● REQUEST
Would you quote every entry exactly, dropping only the pictures?

● SUPPLIED ENTRIES
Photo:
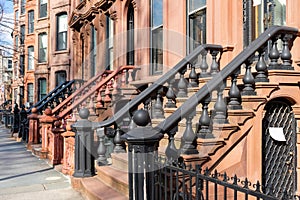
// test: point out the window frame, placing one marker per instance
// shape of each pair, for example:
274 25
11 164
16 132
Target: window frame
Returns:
156 66
109 43
22 7
41 7
30 21
42 82
30 93
193 14
30 58
22 34
40 60
63 33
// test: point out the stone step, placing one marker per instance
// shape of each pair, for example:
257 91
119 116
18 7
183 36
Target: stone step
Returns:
92 188
114 178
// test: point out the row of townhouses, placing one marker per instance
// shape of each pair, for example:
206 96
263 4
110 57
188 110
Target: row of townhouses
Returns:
178 92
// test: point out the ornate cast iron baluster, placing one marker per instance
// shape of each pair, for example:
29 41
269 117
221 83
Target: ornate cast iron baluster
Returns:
193 77
204 65
220 107
189 137
101 151
274 55
261 68
171 150
182 84
118 142
286 54
248 80
99 99
214 68
158 107
234 94
204 130
171 103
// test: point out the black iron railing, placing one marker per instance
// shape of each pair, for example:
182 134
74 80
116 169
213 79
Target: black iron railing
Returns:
178 181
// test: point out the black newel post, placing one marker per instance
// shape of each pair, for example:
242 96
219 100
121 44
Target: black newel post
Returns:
24 124
84 140
16 122
142 151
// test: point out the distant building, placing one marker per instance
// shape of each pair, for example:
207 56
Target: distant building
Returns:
5 77
41 42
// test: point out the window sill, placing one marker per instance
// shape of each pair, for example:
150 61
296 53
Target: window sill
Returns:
42 18
61 51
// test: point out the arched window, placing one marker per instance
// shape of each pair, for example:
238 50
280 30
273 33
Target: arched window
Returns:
93 53
156 36
196 23
130 35
61 31
30 93
42 88
60 77
30 58
43 44
30 21
109 43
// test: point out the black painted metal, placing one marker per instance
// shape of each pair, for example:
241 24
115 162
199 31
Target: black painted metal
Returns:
279 158
16 120
188 139
146 94
234 94
24 124
248 80
230 68
204 125
84 141
63 88
142 151
194 183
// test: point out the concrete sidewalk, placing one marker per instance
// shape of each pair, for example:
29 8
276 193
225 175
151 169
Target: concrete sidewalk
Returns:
24 176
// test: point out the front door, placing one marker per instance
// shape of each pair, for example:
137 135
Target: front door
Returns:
279 156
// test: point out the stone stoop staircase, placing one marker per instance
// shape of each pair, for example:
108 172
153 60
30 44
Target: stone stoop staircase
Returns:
256 90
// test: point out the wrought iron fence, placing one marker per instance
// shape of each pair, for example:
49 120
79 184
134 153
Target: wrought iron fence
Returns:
177 181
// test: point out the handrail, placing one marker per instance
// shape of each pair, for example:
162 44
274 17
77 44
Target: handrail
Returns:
156 85
212 84
87 84
50 94
90 92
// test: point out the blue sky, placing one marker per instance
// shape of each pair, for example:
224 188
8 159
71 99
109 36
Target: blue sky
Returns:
7 21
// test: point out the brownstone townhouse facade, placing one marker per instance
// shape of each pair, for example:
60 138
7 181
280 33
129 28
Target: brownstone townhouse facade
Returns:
42 48
183 60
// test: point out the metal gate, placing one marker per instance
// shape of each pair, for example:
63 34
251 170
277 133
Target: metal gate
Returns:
279 153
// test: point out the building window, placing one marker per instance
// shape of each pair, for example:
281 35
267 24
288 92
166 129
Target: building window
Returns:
23 3
60 77
62 29
43 43
110 43
30 93
30 58
9 64
30 21
196 23
156 53
22 32
130 35
17 41
93 53
43 8
17 17
22 64
42 89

● TASK OUTPUT
Photo:
// test: point out the window frame, placing one marker per instance
// shape of each pair, for example:
274 25
11 164
16 132
Target: window frame
Returns:
156 66
109 43
22 7
41 7
30 21
42 82
30 93
193 14
30 58
22 34
40 60
63 33
// test: point out the stone step, placing one marker per instance
// shape of each pair, for example:
257 91
119 116
18 7
183 36
Target: stone step
Returns:
92 188
114 178
// test: point out the row of townhouses, placing one marker per instance
// shape of each pair, for example:
206 96
263 4
110 57
188 110
Target: row of townhouses
Returns:
178 92
// test: point out the ornate cast iron baluster, placing one marker per instance
// shape of each pair, for example:
29 41
269 117
221 83
Target: ornate cast iron baluster
Returns:
193 77
204 65
220 107
189 137
101 151
274 55
261 68
171 150
182 84
118 142
286 54
248 80
99 99
214 68
158 107
234 94
204 130
171 103
// test: point out the black iron railing, placing one marker per instance
// shape of each pair, for example:
182 134
74 80
116 169
213 79
Target: black iron railing
Returns:
178 181
// test: point out the black newel post, placing one marker per instance
// shape of each pair, for example:
242 96
219 100
121 44
Target: black newel post
Returns:
24 124
84 140
16 122
142 151
// test: point out the distant building, placing one marker per instance
// shape of each pair, for example:
207 56
Target: distant building
Returns:
5 77
41 42
// test: point out the window sill, placing one marker per instance
// shape of each pair, for example:
150 61
296 53
Target: window sill
Returns:
42 18
61 51
// test: point out the arched window, placing one marker per instance
// shape of each pair, for example:
238 50
280 30
273 33
Target: arched window
Returns:
93 53
156 36
196 23
130 35
61 31
30 93
42 88
60 77
30 58
43 44
30 21
109 43
// test: point out the black painted metal, placing one marker per instance
// shape of each pair, for example:
241 24
115 162
199 31
Target: black painted metal
Returns:
279 158
16 120
188 139
146 94
234 94
24 124
248 80
230 68
204 125
84 141
63 88
142 151
194 183
// test: point out the concrete sidewalk, placing one marker per instance
// shape of each pair, for example:
29 8
276 193
225 175
151 169
Target: concrete sidewalk
Returns:
24 176
// test: point out the front door, placing one marker per instance
// shape of each pair, for example:
137 135
Target: front door
Returns:
279 156
// test: point out the stone stoop staircase, placing one marker per instance
// shape of each pair, for example:
108 172
153 60
30 44
Target: stone stoop staircase
Returns:
256 90
// test: point out the wrought iron fence, placing one marker per instance
// shape of each pair, for example:
49 120
79 184
134 153
Target: wrought iron fence
Returns:
177 181
// test: point out the handrail, placing one marker per instance
// shape of each pair, for example:
162 44
274 17
77 44
Target: handrail
Returns:
156 85
212 84
87 84
50 94
90 92
// test: point out the blue sky, placing one marker per instance
// shape of each pair, for example:
224 188
8 159
71 99
109 36
Target: blue sky
Returns:
7 21
// test: point out the brownstone townhouse facade, placing one marker per instance
// shape of each pair, for example:
60 138
7 181
280 33
129 28
Target: brownstone townhouse facade
Returns:
42 48
183 60
// test: point out the metal gate, placing one marker per instance
// shape of each pair, for example:
63 34
251 170
277 133
Target: metal gate
Returns:
279 153
// test: point out the building window, placing one marker per instance
// shape of each pair, for example:
281 35
267 24
288 92
166 129
Target: building window
Returns:
23 3
60 77
62 29
43 43
110 43
30 93
30 58
9 64
30 21
196 23
156 53
22 32
130 35
17 41
93 53
43 8
17 17
22 64
42 89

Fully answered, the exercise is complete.